— SET TASKS —
a. Decide whether each statement agrees with the chapter notes on assessing regression fit. Answer yes or no and quote the words that decide it. (i) A negative residual means the model overestimated the value. (ii) A residual of zero is common with real data. (iii) A positive residual means the data point lies below the regression line.
b. Rewrite the chapter notes on assessing regression fit from "A residual is" up to and including "the regression equation.", putting "measured" wherever "observed" appears.

— EXCERPTED PASSAGE —
-- -- --

Grade 9 Exam  >  Grade 9 Notes  >  Statistics & Probability  >  Chapter Notes: Assessing The Fit in Least-Squares Regression

Chapter Notes: Assessing The Fit in Least-Squares Regression

When we create a least-squares regression line to model the relationship between two quantitative variables, we're making predictions based on a pattern in the data. But how well does that line actually fit the data? Does it capture most of the variability, or does it miss important patterns? Assessing the fit means evaluating how closely the regression line matches the actual data points and whether the line is appropriate for making predictions. In this chapter, we'll learn several methods to determine whether our linear model is doing a good job, including examining residuals, calculating the coefficient of determination, and checking key conditions that must be met for the model to be valid.

Understanding Residuals

A residual is the difference between an observed data value and the value predicted by the regression line. In plain English, it tells us how far off our prediction was. If we have an actual \( y \)-value and our regression line predicts \( \hat{y} \) (read as "y-hat"), then the residual is calculated as:

\[ \text{residual} = y - \hat{y} \]

where \( y \) is the observed value and \( \hat{y} \) is the predicted value from the regression equation.

A positive residual means the actual data point is above the regression line-our model underestimated the value. A negative residual means the actual data point is below the regression line-our model overestimated the value. A residual of zero means the point lies exactly on the line, which is rare with real data.

Think of residuals as the "leftover" distances after the regression line has done its best to fit the data. If you were throwing darts at a target, residuals would measure how far each dart landed from the bullseye.

-- -- --

— SUPPLIED INFORMATION —
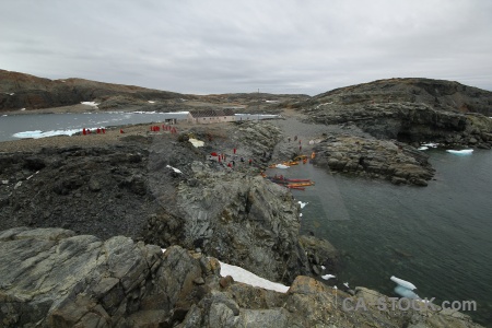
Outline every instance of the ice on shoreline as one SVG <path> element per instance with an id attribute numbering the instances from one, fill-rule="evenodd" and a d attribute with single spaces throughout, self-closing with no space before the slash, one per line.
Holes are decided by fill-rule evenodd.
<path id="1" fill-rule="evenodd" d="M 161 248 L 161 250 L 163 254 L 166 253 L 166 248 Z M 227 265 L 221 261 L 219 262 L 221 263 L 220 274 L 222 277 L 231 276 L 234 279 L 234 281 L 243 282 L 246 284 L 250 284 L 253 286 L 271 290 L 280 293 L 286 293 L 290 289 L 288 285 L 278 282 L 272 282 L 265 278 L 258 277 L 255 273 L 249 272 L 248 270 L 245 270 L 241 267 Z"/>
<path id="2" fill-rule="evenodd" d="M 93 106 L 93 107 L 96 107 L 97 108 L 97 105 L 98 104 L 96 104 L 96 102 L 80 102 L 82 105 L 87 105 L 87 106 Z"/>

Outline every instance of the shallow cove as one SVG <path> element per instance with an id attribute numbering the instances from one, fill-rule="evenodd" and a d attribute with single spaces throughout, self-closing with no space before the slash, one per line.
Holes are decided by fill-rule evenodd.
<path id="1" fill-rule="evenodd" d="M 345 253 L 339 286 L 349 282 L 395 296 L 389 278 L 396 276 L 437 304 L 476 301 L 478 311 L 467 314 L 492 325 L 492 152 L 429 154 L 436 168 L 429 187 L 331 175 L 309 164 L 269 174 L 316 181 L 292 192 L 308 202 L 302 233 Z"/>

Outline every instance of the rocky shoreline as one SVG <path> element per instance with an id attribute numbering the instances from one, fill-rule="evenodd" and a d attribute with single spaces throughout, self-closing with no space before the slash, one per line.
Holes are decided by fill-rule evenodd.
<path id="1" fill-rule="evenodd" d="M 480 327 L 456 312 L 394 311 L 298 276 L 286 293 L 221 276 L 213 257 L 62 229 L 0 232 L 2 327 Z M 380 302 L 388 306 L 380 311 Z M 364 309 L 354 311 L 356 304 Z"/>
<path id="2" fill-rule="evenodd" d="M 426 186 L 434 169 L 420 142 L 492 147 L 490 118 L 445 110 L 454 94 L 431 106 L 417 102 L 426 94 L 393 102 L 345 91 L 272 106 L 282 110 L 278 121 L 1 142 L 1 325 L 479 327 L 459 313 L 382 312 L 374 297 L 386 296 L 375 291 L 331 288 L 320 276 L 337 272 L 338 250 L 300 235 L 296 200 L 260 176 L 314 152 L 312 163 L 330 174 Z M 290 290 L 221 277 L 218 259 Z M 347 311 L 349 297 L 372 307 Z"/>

-- -- --

— THE SOLUTIONS —
a.
(i) Yes: "A negative residual means the actual data point is below the regression line-our model overestimated the value."
(ii) No: "A residual of zero means the point lies exactly on the line, which is rare with real data."
(iii) No: "A positive residual means the actual data point is above the regression line-our model underestimated the value."

b.
A residual is the difference between an measured data value and the value predicted by the regression line. In plain English, it tells us how far off our prediction was. If we have an actual \( y \)-value and our regression line predicts \( \hat{y} \) (read as "y-hat"), then the residual is calculated as:

\[ \text{residual} = y - \hat{y} \]

where \( y \) is the measured value and \( \hat{y} \) is the predicted value from the regression equation.